## BEGIN Provided data

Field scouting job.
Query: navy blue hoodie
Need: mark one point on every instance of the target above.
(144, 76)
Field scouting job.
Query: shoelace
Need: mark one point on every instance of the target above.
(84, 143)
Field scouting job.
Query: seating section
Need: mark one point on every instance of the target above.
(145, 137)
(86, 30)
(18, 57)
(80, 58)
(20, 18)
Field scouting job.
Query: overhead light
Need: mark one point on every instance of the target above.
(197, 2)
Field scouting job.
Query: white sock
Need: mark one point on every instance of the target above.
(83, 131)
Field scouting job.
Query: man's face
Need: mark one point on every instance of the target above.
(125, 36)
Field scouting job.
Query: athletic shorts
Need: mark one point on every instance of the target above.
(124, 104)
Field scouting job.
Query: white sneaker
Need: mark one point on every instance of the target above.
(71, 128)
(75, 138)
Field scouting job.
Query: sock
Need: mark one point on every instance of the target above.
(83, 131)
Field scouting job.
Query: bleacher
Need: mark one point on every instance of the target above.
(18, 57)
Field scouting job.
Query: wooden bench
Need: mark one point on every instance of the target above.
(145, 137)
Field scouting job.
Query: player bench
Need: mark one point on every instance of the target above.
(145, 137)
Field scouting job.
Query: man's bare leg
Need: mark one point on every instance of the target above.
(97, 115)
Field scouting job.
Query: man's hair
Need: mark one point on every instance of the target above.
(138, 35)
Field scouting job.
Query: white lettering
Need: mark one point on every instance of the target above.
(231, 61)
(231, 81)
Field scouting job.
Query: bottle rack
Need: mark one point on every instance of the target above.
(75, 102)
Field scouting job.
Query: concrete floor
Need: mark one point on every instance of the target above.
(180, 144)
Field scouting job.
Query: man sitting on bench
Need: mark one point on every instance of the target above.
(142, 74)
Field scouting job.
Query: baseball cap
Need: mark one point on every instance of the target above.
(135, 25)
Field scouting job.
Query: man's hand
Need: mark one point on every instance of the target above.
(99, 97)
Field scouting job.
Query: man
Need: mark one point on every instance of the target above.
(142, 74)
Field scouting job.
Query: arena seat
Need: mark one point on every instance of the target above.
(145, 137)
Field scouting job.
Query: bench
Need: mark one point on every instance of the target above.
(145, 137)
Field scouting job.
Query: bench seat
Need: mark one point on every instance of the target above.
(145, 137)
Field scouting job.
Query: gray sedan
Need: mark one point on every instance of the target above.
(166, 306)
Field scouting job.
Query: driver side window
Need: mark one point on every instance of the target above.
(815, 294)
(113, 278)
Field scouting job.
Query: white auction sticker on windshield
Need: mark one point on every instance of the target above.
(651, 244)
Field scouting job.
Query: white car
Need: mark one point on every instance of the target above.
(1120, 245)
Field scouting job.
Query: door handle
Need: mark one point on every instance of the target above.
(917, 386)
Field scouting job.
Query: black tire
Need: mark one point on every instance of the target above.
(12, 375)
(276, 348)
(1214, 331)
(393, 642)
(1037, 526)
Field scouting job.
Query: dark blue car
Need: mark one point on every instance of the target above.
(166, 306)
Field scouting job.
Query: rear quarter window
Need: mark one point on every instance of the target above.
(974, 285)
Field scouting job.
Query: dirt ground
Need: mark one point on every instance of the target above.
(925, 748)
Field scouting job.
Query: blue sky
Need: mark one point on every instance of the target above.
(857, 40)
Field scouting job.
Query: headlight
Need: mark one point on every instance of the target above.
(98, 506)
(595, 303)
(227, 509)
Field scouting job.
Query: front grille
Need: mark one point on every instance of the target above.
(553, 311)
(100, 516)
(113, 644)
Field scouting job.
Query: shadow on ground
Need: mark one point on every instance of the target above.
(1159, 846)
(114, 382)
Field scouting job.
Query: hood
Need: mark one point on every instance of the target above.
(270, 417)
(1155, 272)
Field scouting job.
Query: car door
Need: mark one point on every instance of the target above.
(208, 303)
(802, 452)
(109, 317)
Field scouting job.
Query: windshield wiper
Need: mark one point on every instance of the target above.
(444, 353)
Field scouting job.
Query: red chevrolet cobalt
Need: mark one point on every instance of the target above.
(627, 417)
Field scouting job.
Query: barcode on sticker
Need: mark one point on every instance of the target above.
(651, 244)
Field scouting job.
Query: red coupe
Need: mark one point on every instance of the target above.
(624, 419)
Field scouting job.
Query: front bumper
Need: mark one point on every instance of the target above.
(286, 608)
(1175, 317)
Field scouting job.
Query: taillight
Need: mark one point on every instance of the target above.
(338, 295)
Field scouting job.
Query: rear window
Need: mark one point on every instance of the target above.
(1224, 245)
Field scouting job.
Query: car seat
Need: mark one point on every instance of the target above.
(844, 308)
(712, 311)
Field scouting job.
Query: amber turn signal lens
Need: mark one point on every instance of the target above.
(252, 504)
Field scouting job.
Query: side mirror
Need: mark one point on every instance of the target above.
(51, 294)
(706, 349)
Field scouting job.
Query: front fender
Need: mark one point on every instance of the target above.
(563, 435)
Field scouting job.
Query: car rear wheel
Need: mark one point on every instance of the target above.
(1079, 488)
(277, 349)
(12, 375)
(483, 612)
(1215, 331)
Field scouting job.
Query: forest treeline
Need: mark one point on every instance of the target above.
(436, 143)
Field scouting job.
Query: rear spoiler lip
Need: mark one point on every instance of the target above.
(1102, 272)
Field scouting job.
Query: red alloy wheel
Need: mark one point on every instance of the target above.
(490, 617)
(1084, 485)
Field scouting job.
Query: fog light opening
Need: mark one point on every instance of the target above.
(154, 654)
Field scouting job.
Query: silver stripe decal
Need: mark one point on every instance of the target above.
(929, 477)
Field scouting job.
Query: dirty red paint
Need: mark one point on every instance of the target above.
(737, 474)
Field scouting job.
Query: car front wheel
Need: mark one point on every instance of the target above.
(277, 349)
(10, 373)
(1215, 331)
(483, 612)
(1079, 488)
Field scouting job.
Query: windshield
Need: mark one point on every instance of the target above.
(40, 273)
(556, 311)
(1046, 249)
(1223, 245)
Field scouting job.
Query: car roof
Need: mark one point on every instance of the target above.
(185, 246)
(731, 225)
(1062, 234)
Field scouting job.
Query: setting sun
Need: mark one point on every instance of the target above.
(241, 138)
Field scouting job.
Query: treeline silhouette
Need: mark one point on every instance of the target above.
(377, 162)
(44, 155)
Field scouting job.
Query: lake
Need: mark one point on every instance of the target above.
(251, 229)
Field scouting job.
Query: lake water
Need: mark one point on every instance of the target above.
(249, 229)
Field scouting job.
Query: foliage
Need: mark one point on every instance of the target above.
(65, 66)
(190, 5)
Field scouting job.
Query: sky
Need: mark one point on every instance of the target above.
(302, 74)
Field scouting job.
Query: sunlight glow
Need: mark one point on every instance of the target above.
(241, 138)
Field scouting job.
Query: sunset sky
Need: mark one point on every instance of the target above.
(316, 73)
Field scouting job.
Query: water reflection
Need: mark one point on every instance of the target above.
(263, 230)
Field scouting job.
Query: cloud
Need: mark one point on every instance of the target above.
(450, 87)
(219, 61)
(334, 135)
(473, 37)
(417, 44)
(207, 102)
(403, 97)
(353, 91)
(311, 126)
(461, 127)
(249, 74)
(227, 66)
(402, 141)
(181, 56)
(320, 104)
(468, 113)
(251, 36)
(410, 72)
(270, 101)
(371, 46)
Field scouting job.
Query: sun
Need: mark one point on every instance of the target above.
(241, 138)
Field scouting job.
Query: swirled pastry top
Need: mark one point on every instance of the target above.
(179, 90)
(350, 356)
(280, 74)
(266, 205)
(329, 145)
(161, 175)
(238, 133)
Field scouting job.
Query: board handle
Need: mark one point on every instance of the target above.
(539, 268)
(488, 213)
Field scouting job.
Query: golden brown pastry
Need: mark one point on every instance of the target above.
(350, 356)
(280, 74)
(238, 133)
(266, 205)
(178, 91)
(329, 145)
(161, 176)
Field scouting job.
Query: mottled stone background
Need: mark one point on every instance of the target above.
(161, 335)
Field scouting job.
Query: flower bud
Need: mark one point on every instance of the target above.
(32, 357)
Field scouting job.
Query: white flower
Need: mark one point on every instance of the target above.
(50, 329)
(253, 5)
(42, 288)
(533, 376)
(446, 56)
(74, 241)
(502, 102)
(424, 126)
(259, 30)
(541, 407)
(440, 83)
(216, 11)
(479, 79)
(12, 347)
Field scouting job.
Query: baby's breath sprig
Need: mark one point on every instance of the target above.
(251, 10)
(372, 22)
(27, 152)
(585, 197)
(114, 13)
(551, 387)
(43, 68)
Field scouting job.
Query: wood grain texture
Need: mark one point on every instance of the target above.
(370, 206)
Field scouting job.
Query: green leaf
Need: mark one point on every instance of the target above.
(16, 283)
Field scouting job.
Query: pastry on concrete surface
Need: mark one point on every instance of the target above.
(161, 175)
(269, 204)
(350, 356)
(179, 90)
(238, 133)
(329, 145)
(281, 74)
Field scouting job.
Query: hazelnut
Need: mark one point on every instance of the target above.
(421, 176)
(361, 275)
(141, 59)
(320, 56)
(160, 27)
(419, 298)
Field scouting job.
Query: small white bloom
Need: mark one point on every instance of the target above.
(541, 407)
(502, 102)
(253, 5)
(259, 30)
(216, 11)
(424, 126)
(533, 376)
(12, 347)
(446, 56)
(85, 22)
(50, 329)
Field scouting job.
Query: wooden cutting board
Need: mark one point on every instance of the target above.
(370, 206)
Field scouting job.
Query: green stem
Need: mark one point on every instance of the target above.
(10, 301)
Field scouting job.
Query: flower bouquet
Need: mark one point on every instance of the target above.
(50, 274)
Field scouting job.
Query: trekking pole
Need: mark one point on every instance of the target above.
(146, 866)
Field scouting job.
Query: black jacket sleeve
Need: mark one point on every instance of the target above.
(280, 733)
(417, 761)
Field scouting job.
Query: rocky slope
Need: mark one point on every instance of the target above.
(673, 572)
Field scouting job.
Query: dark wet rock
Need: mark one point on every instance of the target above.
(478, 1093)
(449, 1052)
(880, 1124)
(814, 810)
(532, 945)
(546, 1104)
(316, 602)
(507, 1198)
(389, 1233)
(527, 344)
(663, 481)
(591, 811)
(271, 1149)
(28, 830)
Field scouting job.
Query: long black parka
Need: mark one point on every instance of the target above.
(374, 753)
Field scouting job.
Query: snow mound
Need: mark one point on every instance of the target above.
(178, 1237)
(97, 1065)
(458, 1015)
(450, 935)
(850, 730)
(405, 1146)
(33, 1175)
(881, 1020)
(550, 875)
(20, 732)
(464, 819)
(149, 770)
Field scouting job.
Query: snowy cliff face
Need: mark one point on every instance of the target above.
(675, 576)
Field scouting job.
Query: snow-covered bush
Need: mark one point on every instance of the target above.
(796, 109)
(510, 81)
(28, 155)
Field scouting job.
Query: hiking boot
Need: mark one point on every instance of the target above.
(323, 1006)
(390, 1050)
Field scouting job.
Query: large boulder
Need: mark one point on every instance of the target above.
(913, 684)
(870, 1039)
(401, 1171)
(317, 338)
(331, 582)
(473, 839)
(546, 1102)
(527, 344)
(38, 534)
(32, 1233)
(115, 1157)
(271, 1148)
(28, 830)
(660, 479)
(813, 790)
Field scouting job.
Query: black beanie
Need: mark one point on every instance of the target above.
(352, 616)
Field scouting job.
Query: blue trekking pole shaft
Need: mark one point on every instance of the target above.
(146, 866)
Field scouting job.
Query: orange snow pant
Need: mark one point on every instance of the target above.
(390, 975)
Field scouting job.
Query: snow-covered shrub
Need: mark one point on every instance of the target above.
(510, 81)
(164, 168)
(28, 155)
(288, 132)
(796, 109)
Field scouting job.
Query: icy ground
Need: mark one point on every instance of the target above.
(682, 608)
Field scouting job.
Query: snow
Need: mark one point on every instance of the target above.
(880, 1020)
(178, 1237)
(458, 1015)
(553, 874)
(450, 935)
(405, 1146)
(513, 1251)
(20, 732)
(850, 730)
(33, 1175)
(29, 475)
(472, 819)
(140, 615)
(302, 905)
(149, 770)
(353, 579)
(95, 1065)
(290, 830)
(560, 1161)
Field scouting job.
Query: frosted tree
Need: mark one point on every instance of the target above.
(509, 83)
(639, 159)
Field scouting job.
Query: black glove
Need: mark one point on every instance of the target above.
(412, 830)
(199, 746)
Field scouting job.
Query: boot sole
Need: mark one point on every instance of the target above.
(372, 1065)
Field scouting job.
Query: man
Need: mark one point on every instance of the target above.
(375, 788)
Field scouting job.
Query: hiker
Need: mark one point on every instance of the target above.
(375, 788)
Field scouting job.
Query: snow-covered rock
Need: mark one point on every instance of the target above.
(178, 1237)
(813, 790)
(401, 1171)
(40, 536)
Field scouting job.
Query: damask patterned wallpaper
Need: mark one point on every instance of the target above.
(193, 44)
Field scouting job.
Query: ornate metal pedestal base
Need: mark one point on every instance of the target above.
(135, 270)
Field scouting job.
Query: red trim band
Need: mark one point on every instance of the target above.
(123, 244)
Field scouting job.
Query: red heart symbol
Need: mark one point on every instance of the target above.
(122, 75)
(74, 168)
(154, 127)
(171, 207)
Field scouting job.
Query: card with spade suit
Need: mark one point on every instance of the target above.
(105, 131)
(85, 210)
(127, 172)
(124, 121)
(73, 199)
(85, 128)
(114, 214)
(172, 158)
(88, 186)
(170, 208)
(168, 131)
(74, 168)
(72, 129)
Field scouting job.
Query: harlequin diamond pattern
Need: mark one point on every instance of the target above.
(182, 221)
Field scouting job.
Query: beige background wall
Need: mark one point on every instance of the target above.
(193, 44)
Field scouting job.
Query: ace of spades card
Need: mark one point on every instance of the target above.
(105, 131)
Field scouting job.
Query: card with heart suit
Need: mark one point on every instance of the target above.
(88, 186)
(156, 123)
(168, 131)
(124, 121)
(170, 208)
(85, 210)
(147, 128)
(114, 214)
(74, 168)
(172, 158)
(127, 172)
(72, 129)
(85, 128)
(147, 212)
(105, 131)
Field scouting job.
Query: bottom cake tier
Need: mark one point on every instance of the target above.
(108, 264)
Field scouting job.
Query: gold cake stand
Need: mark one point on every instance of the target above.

## END Provided data

- _Exercise instructions_:
Tally the rows above that contain the string "windshield". Give only the number.

- _Answer to the exercise_:
3